SCHRIFTLICHE AUFGABE
Ändere in den folgenden Daten jedes „disc“ in „circle“ und gib alle Zeilen sonst unverändert wieder.

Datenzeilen
■ ■ ■ ■ ■ ■ ■

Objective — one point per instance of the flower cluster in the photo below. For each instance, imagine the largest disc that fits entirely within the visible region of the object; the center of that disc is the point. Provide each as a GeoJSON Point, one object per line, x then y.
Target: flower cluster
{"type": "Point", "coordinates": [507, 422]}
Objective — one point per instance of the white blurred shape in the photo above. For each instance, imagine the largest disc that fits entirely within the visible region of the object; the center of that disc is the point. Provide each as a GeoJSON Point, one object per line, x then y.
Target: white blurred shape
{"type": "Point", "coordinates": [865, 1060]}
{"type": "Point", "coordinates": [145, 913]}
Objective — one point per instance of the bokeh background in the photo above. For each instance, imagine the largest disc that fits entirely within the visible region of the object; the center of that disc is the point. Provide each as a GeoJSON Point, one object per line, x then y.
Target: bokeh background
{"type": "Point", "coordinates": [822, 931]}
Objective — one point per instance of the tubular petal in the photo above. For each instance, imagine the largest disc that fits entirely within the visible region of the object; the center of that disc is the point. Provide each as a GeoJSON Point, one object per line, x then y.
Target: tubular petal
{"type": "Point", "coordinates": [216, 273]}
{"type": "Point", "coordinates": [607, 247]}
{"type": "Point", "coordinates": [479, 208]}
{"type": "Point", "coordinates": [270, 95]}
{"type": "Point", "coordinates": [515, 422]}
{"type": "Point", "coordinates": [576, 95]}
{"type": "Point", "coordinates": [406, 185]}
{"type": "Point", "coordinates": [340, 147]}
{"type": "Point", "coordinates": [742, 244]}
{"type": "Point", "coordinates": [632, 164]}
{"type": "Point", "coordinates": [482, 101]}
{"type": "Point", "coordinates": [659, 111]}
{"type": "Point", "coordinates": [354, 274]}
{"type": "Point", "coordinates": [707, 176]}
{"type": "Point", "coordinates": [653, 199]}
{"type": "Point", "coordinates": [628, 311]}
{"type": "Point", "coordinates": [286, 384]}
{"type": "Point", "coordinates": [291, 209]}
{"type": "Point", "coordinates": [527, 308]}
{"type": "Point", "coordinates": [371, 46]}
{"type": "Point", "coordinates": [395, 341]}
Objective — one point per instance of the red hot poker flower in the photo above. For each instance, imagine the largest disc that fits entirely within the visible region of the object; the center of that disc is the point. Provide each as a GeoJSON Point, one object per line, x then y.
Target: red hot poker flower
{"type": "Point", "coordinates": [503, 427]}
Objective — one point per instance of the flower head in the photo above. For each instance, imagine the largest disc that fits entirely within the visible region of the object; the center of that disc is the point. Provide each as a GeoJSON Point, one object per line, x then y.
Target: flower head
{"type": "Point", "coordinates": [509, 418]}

■ ■ ■ ■ ■ ■ ■

AUSGABE
Objective — one point per instance of the flower cluster in the photo below. For each instance, imagine the largest circle that fits entirely within the visible region of the object; the center of that circle is the point. Provide each as a GeoJSON Point, one object per line, x then y.
Target: flower cluster
{"type": "Point", "coordinates": [507, 422]}
Objective — one point per instance of the white blurred shape in the photo above. For each instance, imagine the largest circle that fits entirely within the visible region of the object; the center of that circle is the point. Provide each as a GeoJSON Point, one object per line, x then y.
Target: white blurred shape
{"type": "Point", "coordinates": [865, 1060]}
{"type": "Point", "coordinates": [145, 913]}
Objective — one point per instance of the bokeh background in the photo above. For each instance, imagine the largest circle that fits entirely within the visible region of the object; the center of that circle is the point. Provide each as a GeoJSON Point, one object per line, x then y.
Target: bokeh background
{"type": "Point", "coordinates": [822, 931]}
Objective — one point per instance of the tubular petal in the photo above. For each instance, imagine the largest circle that fits entirely within the visible region of the object; the center of that circle is the point. Provide each as a GeoJSON Point, one object per line, x then y.
Target: tubular petal
{"type": "Point", "coordinates": [216, 273]}
{"type": "Point", "coordinates": [607, 247]}
{"type": "Point", "coordinates": [479, 208]}
{"type": "Point", "coordinates": [270, 95]}
{"type": "Point", "coordinates": [515, 422]}
{"type": "Point", "coordinates": [576, 95]}
{"type": "Point", "coordinates": [406, 185]}
{"type": "Point", "coordinates": [340, 147]}
{"type": "Point", "coordinates": [742, 244]}
{"type": "Point", "coordinates": [632, 164]}
{"type": "Point", "coordinates": [482, 101]}
{"type": "Point", "coordinates": [659, 111]}
{"type": "Point", "coordinates": [354, 274]}
{"type": "Point", "coordinates": [707, 176]}
{"type": "Point", "coordinates": [653, 199]}
{"type": "Point", "coordinates": [628, 311]}
{"type": "Point", "coordinates": [286, 384]}
{"type": "Point", "coordinates": [291, 209]}
{"type": "Point", "coordinates": [527, 308]}
{"type": "Point", "coordinates": [371, 46]}
{"type": "Point", "coordinates": [395, 341]}
Objective — one point per instance of the red hot poker flower in the photo above. For each instance, imagine the largest circle that fits entirely within the visible region of the object; the center of that circle is the point. Provide each as a GeoJSON Point, one object per line, x then y.
Target: red hot poker flower
{"type": "Point", "coordinates": [503, 427]}
Objective — one point per instance of the flower head in the photo above. For each instance, imagine the largest circle that fits entirely within the visible region of the object; the center of that circle is the point. Provide each as a GeoJSON Point, one object per line, x then y.
Target: flower head
{"type": "Point", "coordinates": [509, 418]}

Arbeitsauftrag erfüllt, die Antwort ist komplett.